**WHAT THE TASK ASKS:**
Give the data again exactly as written, skipping any pictures.

-- BEGIN DATA RECORDS --

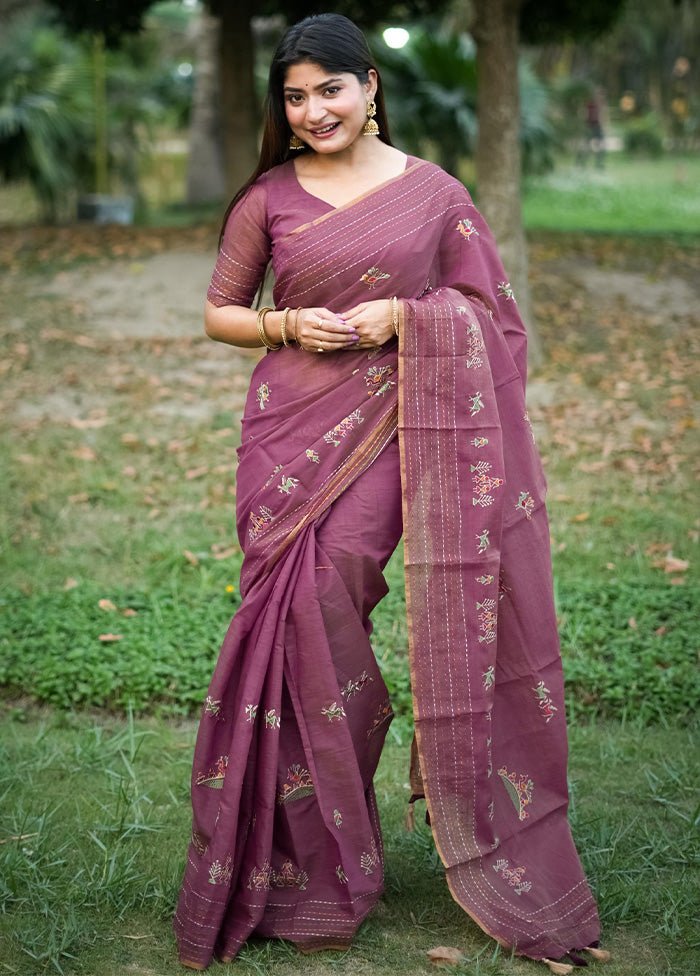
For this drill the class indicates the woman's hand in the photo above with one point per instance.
(320, 330)
(372, 322)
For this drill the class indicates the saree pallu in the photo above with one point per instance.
(286, 839)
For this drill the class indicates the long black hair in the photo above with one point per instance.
(335, 44)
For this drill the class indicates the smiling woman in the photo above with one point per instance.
(413, 419)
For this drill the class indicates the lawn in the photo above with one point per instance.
(119, 564)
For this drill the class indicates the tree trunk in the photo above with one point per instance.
(240, 112)
(495, 31)
(205, 161)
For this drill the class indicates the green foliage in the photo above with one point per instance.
(644, 136)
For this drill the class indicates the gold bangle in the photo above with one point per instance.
(283, 327)
(264, 337)
(395, 314)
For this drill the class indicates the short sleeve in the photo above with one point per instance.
(244, 253)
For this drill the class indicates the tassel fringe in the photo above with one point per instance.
(600, 955)
(558, 968)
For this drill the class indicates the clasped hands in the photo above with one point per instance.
(364, 326)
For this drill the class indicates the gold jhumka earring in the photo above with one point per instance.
(370, 127)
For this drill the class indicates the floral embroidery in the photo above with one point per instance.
(373, 276)
(211, 706)
(221, 873)
(263, 395)
(546, 704)
(287, 485)
(504, 288)
(259, 521)
(526, 503)
(272, 719)
(260, 878)
(483, 483)
(519, 789)
(333, 711)
(384, 714)
(512, 876)
(475, 346)
(286, 878)
(487, 620)
(336, 434)
(370, 859)
(299, 784)
(467, 229)
(476, 403)
(352, 688)
(214, 777)
(483, 540)
(377, 380)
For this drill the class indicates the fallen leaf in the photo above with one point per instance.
(445, 956)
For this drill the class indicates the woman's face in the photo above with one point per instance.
(326, 110)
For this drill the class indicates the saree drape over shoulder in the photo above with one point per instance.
(339, 454)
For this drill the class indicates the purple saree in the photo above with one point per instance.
(285, 839)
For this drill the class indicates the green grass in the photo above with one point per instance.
(629, 195)
(95, 817)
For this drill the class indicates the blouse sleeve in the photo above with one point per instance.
(244, 253)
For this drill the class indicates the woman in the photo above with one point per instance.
(392, 399)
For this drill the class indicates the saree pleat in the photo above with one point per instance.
(286, 839)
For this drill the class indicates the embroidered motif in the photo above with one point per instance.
(333, 711)
(370, 859)
(263, 395)
(476, 403)
(467, 229)
(377, 380)
(299, 784)
(475, 346)
(212, 707)
(260, 879)
(483, 540)
(221, 873)
(287, 485)
(505, 289)
(519, 789)
(384, 714)
(545, 703)
(200, 842)
(259, 521)
(214, 777)
(487, 620)
(526, 503)
(512, 875)
(336, 434)
(286, 878)
(483, 483)
(373, 276)
(352, 688)
(272, 719)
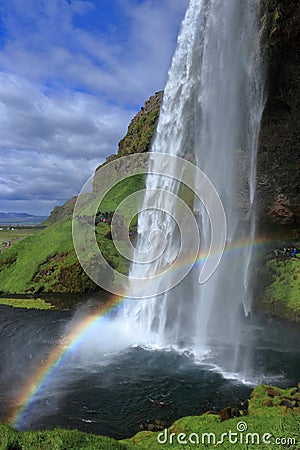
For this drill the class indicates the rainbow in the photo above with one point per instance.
(60, 353)
(56, 359)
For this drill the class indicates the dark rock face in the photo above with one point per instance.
(278, 163)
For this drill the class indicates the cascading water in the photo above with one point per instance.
(211, 111)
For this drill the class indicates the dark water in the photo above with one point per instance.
(116, 394)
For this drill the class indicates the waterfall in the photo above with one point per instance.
(211, 112)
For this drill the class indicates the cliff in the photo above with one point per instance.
(278, 159)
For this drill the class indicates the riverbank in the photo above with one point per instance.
(272, 417)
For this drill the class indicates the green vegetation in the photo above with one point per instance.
(10, 237)
(28, 303)
(282, 295)
(56, 440)
(273, 413)
(46, 261)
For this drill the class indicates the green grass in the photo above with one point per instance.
(263, 420)
(13, 236)
(20, 263)
(57, 439)
(46, 260)
(30, 303)
(282, 296)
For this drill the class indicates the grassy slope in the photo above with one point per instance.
(281, 296)
(264, 416)
(46, 261)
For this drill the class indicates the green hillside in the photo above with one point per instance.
(271, 421)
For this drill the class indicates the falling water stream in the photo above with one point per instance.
(211, 112)
(204, 334)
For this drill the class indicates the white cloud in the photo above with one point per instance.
(69, 89)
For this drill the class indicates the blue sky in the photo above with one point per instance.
(72, 75)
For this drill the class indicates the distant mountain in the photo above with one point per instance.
(14, 218)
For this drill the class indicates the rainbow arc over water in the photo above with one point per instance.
(59, 355)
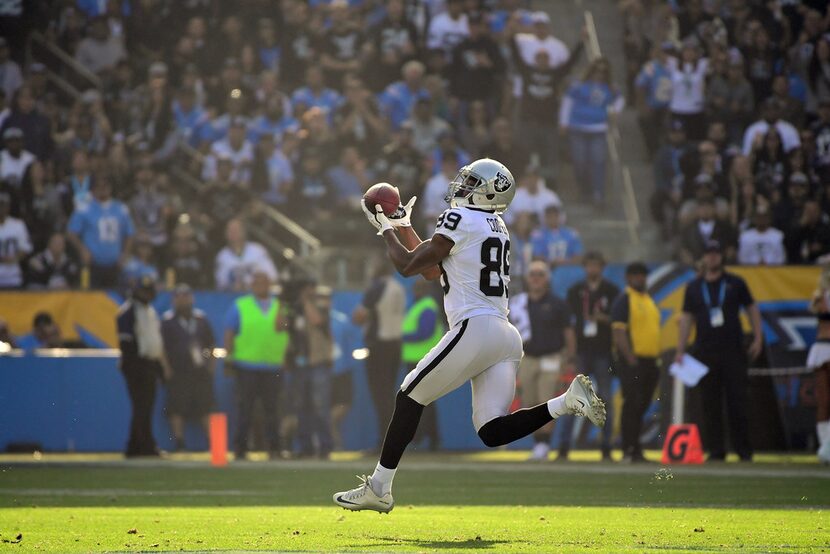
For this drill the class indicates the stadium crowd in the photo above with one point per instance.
(734, 104)
(298, 105)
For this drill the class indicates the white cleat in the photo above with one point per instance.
(581, 400)
(364, 498)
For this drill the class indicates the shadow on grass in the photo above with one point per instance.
(476, 543)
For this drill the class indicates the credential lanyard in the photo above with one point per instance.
(721, 294)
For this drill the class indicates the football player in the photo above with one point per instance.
(469, 253)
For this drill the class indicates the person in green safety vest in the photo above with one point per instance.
(256, 340)
(423, 326)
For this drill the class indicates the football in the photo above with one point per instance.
(384, 194)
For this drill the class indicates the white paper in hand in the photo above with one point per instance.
(690, 371)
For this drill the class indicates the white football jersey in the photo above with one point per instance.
(476, 274)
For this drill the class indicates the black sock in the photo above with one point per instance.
(506, 429)
(401, 430)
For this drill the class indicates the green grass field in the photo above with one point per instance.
(450, 503)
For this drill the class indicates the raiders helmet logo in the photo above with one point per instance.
(501, 182)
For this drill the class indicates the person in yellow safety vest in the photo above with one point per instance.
(423, 326)
(256, 340)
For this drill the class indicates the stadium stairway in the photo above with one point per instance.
(607, 230)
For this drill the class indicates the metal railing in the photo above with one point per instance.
(88, 77)
(621, 174)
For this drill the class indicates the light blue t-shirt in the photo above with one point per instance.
(556, 244)
(103, 228)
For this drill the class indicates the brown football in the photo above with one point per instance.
(384, 194)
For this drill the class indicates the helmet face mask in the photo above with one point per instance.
(485, 184)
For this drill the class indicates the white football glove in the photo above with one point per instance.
(402, 215)
(377, 218)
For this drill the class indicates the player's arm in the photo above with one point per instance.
(424, 257)
(410, 240)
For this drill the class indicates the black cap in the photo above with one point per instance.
(146, 282)
(712, 246)
(636, 268)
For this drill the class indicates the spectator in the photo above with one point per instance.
(809, 239)
(52, 268)
(585, 116)
(275, 121)
(761, 244)
(668, 179)
(99, 52)
(713, 302)
(11, 78)
(36, 127)
(401, 163)
(541, 38)
(555, 243)
(185, 259)
(150, 207)
(237, 263)
(477, 67)
(635, 320)
(730, 98)
(505, 147)
(315, 95)
(426, 127)
(435, 190)
(539, 101)
(141, 264)
(422, 329)
(770, 117)
(14, 159)
(398, 99)
(14, 245)
(688, 76)
(272, 175)
(342, 44)
(547, 328)
(654, 92)
(393, 42)
(532, 196)
(381, 313)
(101, 232)
(313, 348)
(188, 346)
(45, 334)
(143, 363)
(256, 341)
(45, 206)
(237, 149)
(697, 234)
(349, 178)
(521, 247)
(448, 28)
(590, 303)
(358, 120)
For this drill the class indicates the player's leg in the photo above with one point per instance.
(442, 369)
(823, 411)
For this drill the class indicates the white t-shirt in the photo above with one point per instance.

-- END DATA RECORDS --

**WRITTEN ANSWER:**
For this drill the class indicates the woman's hand in the photo above with one point per instance.
(320, 330)
(372, 322)
For this drill the class indicates the saree pallu in the photo above with one point per instance.
(286, 839)
For this drill the class indicates the long black hair in the photo above with one point per instance.
(335, 44)
For this drill the class indicates the smiling woman in the photo above with one point per instance.
(413, 419)
For this drill the class indicates the lawn in the photo above with one point per instance.
(119, 564)
For this drill the class indicates the tree trunk in the photo above with one point per instance.
(240, 112)
(495, 31)
(205, 161)
For this drill the class indicates the green foliage in the photo above with one point per instance.
(644, 136)
For this drill the class indicates the gold bangle in the photo above with one point per instance.
(283, 327)
(264, 337)
(395, 314)
For this drill the class indicates the short sleeve in the photo above with one point per instance.
(244, 253)
For this drill the class indicates the tassel fringe in the photo above with one point per instance.
(600, 955)
(558, 968)
For this drill the class indicates the clasped hands in the photo above with one point per instance.
(364, 326)
For this drill the class indicates the gold jhumka earring in the photo above with one point per instance.
(370, 127)
For this drill the class indicates the floral embroidery in the photo above with one point per instance.
(373, 276)
(211, 706)
(221, 873)
(263, 395)
(546, 704)
(287, 485)
(504, 288)
(259, 521)
(526, 503)
(272, 719)
(260, 878)
(483, 483)
(519, 789)
(333, 711)
(384, 714)
(512, 876)
(475, 346)
(286, 878)
(487, 620)
(336, 434)
(370, 859)
(299, 784)
(467, 229)
(476, 403)
(352, 688)
(214, 777)
(483, 540)
(377, 380)
For this drill the class indicates the fallen leaf in the photo above with one point per instance.
(445, 956)
For this drill the class indicates the woman's face in the photo above with one point per instance.
(326, 110)
For this drill the class indicates the saree drape over shoulder in the photo above with one point per instance.
(339, 454)
For this drill the class indicates the purple saree in the photo above with one point per instance.
(285, 839)
For this drill the class indicates the green grass in the photo above with one point per instance.
(629, 195)
(95, 817)
For this drill the class indicates the blouse sleeve in the photo above with one point per instance.
(244, 253)
For this drill the class indicates the woman in the photo above with one point per instance.
(392, 399)
For this drill the class indicates the saree pleat in the photo above with one point per instance.
(286, 839)
For this drill the class indicates the embroidered motif in the photo above with one point per instance.
(333, 711)
(370, 859)
(263, 395)
(476, 403)
(467, 229)
(377, 380)
(299, 784)
(475, 346)
(212, 707)
(260, 879)
(483, 540)
(221, 873)
(287, 485)
(505, 289)
(519, 789)
(384, 714)
(545, 703)
(200, 842)
(259, 521)
(214, 777)
(487, 620)
(526, 503)
(512, 875)
(336, 434)
(286, 878)
(483, 483)
(373, 276)
(352, 688)
(272, 719)
For this drill the class indicates the rainbow in the photo above with one point per instance.
(60, 353)
(56, 359)
For this drill the class indicates the dark rock face in the photo above with one point per instance.
(278, 163)
For this drill the class indicates the cascading water in the photo above with one point per instance.
(211, 111)
For this drill the class indicates the dark water in the photo above with one point per instance.
(116, 394)
For this drill the class indicates the waterfall in the photo above with one point per instance.
(211, 112)
For this drill the class indicates the cliff in the photo above with one point per instance.
(278, 159)
For this drill the class indicates the riverbank in the photo above with one point per instance.
(272, 417)
For this drill the class indicates the green vegetation in the photo above with one point per instance.
(10, 237)
(28, 303)
(282, 295)
(56, 440)
(273, 413)
(46, 261)
For this drill the class indicates the green grass in the photo above with one point per instance.
(263, 420)
(13, 236)
(20, 263)
(57, 439)
(46, 260)
(30, 303)
(282, 296)
For this drill the class indicates the grassy slope in the photo above with one point per instance.
(281, 296)
(264, 416)
(46, 261)
For this drill the class indicates the green hillside in the photo above with one point per instance.
(271, 421)
For this drill the class indicates the falling water stream in the photo above with one point per instance.
(211, 112)
(204, 334)
For this drill the class indicates the white cloud in the photo above with one point per instance.
(69, 89)
For this drill the class indicates the blue sky in the photo above with one point per instance.
(72, 75)
For this drill the class indicates the distant mountain in the photo above with one point per instance.
(14, 218)
For this drill the class indicates the rainbow arc over water in the photo above with one point per instance.
(59, 355)
For this drill the class indicates the stadium crowd in the photo above with one point per instance.
(734, 104)
(298, 105)
For this drill the class indicates the white cleat in the photo above with one point per instance.
(581, 400)
(364, 498)
For this drill the class indicates the shadow on grass in the photo above with one point per instance.
(476, 543)
For this drill the class indicates the credential lanyard in the photo above with one point per instance.
(721, 294)
For this drill the class indicates the football player in the photo above with one point per instance.
(469, 253)
For this drill the class indicates the person in green safety vest in the photo above with one point per instance.
(256, 340)
(423, 326)
For this drill the class indicates the football in the photo above with one point per instance.
(384, 194)
For this drill the class indicates the white paper in hand in the photo above with one point per instance.
(690, 371)
For this drill the class indicates the white football jersey in the photo above with one point per instance.
(476, 274)
For this drill the class indicates the black sock in the photo above with one point per instance.
(506, 429)
(401, 430)
For this drill the class indicates the green grass field in the photo above with one point per instance.
(450, 503)
For this drill the class indicates the raiders helmet logo in the photo above with one point per instance.
(501, 182)
For this drill the class indicates the person in yellow safety vest in the photo above with one point per instance.
(423, 326)
(256, 340)
For this drill the class indicates the stadium stairway in the photo above with one point per instance.
(607, 230)
For this drill the class indicates the metal railing in the photo above with one point per instance.
(88, 77)
(621, 174)
For this drill the class indicates the light blue t-shirt in the photo above with one point per instance.
(556, 244)
(103, 228)
For this drill the class indicates the brown football in the photo above with one point per instance.
(384, 194)
For this drill the class indicates the helmet face mask in the photo above with one point per instance.
(485, 184)
For this drill the class indicates the white football glove in the photo above with one point per instance.
(402, 215)
(377, 218)
For this drill the class indicates the player's arm in the photo above with one point per instance.
(424, 257)
(410, 240)
For this drill the class indicates the black cap in the photo above with one point per instance.
(146, 282)
(712, 246)
(636, 268)
For this drill the class indicates the spectator in the photo above with one point per instance.
(809, 239)
(52, 268)
(585, 116)
(275, 121)
(761, 244)
(668, 179)
(99, 52)
(713, 302)
(11, 78)
(36, 127)
(401, 163)
(541, 38)
(555, 243)
(185, 259)
(150, 207)
(237, 263)
(477, 67)
(635, 320)
(730, 98)
(505, 147)
(315, 95)
(426, 127)
(435, 190)
(539, 101)
(141, 264)
(422, 329)
(770, 117)
(14, 159)
(398, 99)
(14, 245)
(688, 76)
(272, 175)
(342, 44)
(547, 328)
(654, 92)
(393, 42)
(532, 196)
(381, 313)
(101, 232)
(313, 348)
(188, 346)
(45, 334)
(143, 363)
(256, 341)
(45, 206)
(237, 149)
(697, 234)
(349, 178)
(521, 247)
(448, 28)
(590, 303)
(358, 120)
For this drill the class indicates the player's leg in the photo above with one point per instance.
(442, 369)
(823, 411)
For this drill the class indicates the white t-shirt in the photo above with one point per instance.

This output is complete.